### YOUR ASSIGNMENT:
Retype the part of the data that opens with the line containing "For every <instance>, predict" and closes with the line containing "positive clicks: (1618, 139)", both included, and nothing else.

### GIVEN RECORDS:
»»

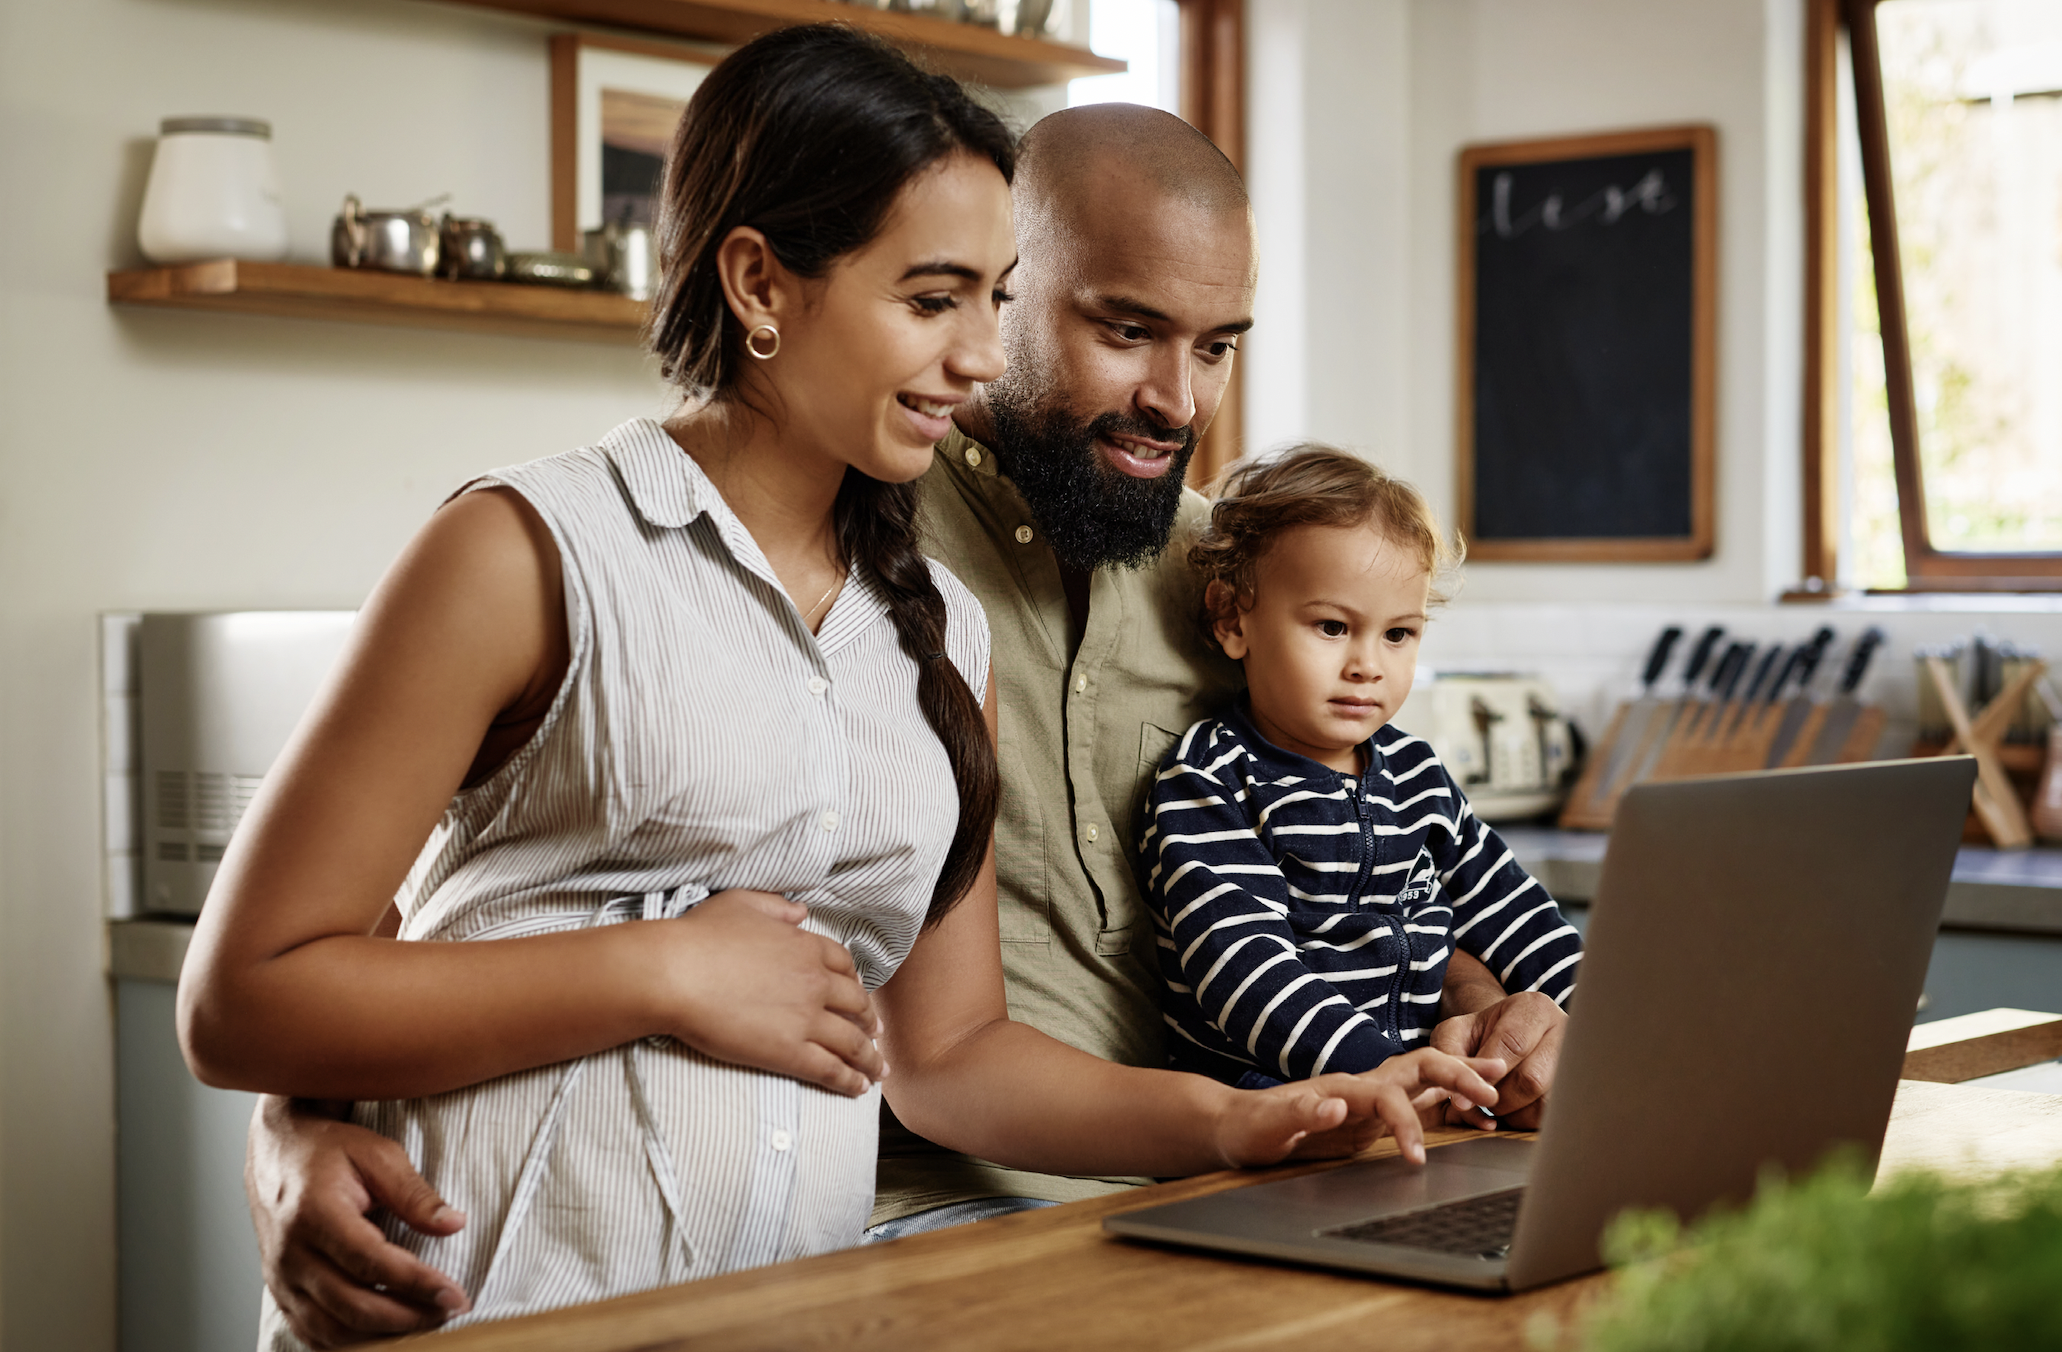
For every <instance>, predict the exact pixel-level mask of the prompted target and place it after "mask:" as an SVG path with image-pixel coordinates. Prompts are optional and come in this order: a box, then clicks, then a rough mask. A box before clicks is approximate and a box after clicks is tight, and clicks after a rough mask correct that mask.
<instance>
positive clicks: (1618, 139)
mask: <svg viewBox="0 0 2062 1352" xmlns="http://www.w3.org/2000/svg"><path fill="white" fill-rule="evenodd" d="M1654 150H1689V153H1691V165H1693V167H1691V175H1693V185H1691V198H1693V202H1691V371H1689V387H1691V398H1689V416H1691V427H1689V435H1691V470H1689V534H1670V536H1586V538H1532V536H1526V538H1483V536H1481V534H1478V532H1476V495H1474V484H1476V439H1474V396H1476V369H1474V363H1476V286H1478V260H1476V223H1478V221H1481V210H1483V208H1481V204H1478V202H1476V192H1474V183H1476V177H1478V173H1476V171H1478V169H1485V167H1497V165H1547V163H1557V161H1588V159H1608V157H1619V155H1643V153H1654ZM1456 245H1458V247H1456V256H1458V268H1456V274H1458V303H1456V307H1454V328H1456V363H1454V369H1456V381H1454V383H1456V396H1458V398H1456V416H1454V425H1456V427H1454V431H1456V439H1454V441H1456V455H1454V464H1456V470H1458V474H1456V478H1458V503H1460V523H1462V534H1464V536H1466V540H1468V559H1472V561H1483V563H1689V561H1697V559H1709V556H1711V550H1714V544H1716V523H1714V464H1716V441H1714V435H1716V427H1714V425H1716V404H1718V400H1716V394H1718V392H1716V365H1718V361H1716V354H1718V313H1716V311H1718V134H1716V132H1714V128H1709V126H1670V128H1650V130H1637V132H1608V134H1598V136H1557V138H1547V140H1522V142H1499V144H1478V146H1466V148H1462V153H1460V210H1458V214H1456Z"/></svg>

««
»»

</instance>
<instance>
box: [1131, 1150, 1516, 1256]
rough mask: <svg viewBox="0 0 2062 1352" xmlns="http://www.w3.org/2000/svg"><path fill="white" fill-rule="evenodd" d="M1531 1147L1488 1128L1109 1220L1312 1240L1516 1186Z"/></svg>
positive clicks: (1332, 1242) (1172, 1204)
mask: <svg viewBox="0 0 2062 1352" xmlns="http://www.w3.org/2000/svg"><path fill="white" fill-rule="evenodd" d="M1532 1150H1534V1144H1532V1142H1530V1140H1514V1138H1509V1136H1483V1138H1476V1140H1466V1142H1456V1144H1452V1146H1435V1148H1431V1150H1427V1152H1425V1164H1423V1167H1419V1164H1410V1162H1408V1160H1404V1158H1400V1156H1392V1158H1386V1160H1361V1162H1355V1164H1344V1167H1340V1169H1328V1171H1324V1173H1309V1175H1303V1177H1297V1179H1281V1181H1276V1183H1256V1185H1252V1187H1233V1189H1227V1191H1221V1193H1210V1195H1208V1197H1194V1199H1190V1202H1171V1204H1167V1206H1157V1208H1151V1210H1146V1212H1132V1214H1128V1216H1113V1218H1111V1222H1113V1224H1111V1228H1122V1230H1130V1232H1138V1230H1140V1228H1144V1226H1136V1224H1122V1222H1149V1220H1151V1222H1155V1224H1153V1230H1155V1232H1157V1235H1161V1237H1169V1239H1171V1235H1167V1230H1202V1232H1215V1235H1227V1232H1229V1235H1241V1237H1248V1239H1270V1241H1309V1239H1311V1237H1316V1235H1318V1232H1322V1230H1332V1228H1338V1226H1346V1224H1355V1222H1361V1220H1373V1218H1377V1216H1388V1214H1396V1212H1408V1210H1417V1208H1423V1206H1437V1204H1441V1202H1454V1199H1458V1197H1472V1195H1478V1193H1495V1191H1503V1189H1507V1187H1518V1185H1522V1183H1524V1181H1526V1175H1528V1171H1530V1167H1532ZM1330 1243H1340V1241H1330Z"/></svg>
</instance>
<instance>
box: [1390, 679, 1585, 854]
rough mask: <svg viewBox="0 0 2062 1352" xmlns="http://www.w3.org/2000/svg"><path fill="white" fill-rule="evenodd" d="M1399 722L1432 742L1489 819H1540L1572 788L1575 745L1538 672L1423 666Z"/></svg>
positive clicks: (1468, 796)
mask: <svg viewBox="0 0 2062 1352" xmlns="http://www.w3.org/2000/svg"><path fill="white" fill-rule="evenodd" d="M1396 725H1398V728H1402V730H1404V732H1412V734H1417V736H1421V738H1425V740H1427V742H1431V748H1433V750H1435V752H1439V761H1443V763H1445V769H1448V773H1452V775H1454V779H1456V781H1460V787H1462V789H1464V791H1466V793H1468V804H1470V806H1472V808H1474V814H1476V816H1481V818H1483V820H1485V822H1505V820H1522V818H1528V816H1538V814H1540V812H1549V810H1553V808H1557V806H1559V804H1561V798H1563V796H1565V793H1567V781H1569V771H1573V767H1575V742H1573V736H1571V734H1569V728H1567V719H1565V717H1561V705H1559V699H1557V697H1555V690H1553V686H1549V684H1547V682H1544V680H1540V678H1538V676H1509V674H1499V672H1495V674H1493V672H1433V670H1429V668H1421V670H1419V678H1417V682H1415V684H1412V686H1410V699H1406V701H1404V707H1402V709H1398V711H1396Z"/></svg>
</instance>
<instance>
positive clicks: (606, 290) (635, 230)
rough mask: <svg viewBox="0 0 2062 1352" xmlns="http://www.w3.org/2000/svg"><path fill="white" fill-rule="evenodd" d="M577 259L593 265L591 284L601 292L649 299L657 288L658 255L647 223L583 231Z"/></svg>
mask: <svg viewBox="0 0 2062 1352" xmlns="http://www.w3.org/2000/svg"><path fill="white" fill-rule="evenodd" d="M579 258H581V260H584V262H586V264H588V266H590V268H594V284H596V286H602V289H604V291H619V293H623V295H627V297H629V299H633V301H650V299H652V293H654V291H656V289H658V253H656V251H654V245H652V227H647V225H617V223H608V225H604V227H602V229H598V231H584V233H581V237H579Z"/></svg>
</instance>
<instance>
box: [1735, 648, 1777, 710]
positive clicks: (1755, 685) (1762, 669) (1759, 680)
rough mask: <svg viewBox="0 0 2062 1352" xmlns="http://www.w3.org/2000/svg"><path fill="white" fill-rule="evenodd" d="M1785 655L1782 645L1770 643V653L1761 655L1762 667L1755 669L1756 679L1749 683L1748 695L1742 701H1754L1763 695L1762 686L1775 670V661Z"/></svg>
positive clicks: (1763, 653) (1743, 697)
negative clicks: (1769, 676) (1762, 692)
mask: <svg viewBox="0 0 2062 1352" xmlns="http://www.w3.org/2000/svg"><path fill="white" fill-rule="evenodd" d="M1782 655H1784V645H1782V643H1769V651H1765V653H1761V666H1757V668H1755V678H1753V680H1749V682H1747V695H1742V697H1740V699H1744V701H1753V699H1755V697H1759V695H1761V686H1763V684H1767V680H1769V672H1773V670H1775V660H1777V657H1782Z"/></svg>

««
»»

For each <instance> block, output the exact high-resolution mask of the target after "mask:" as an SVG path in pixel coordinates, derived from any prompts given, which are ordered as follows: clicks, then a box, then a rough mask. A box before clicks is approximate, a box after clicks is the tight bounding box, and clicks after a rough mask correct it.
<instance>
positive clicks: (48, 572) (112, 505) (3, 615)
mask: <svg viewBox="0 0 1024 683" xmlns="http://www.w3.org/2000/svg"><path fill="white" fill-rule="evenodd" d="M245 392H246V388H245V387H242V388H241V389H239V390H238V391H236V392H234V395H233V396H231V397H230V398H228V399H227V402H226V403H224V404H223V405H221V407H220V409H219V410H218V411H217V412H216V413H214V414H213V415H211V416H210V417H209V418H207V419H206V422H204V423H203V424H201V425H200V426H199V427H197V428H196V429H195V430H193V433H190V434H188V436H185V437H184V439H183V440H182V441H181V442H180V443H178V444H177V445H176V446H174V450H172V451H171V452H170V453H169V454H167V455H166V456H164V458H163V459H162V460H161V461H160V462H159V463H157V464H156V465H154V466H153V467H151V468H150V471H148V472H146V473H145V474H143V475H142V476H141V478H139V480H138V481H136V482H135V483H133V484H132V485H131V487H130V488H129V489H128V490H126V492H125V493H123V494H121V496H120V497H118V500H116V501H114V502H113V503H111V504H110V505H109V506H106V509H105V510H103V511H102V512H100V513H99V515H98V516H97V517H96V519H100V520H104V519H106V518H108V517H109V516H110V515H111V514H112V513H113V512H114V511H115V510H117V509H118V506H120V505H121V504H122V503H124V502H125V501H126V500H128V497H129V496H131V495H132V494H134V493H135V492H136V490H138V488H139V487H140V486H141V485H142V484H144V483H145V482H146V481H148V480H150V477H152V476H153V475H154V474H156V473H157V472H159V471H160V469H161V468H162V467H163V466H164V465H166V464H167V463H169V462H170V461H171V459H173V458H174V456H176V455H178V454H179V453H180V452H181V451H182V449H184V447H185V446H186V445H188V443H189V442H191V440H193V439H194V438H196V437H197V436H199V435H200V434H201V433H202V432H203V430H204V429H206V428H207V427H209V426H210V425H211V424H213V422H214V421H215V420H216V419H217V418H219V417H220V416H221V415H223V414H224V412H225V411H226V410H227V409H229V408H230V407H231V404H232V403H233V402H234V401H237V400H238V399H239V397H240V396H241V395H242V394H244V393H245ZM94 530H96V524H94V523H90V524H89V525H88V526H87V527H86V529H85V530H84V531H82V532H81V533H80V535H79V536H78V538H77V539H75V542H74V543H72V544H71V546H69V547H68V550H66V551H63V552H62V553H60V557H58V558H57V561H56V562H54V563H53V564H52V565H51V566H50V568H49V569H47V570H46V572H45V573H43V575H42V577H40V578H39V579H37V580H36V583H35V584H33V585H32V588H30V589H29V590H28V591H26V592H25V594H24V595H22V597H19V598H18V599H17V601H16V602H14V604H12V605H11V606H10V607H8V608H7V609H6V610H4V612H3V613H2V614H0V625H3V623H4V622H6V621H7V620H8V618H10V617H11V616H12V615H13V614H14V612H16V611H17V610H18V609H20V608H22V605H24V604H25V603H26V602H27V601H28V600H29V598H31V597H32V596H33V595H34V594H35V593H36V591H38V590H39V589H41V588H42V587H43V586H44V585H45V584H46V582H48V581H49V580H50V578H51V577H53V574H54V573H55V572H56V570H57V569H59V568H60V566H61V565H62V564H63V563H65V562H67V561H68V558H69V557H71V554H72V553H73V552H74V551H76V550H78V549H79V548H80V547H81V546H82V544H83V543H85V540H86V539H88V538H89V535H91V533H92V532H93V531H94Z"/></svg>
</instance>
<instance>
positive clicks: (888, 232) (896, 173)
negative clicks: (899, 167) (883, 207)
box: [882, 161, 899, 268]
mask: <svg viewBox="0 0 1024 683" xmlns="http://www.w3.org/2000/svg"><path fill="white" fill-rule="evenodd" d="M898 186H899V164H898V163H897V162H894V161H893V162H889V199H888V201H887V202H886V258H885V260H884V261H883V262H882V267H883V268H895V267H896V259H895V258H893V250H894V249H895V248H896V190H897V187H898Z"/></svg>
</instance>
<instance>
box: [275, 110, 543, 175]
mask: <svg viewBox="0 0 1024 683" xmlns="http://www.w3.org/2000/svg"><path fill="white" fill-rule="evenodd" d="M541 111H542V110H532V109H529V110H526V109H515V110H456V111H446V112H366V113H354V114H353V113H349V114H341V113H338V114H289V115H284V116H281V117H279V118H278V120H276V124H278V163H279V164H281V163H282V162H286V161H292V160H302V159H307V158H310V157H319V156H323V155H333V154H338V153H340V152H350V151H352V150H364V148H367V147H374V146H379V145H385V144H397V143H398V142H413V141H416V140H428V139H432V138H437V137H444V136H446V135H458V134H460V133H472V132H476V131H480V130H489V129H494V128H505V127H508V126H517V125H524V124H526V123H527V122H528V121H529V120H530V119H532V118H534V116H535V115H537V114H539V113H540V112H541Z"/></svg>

««

### EXERCISE OUTPUT:
For every <instance>, predict the exact pixel-level mask of the prompted target and place it after "mask:" as an SVG path with image-pixel coordinates. Prompts are optional and come in this order: a box, then clicks, then a rough mask. A box before clicks is approximate and a box after clicks is tight, and clicks after a rough mask correct that mask.
<instance>
positive clicks: (1618, 139)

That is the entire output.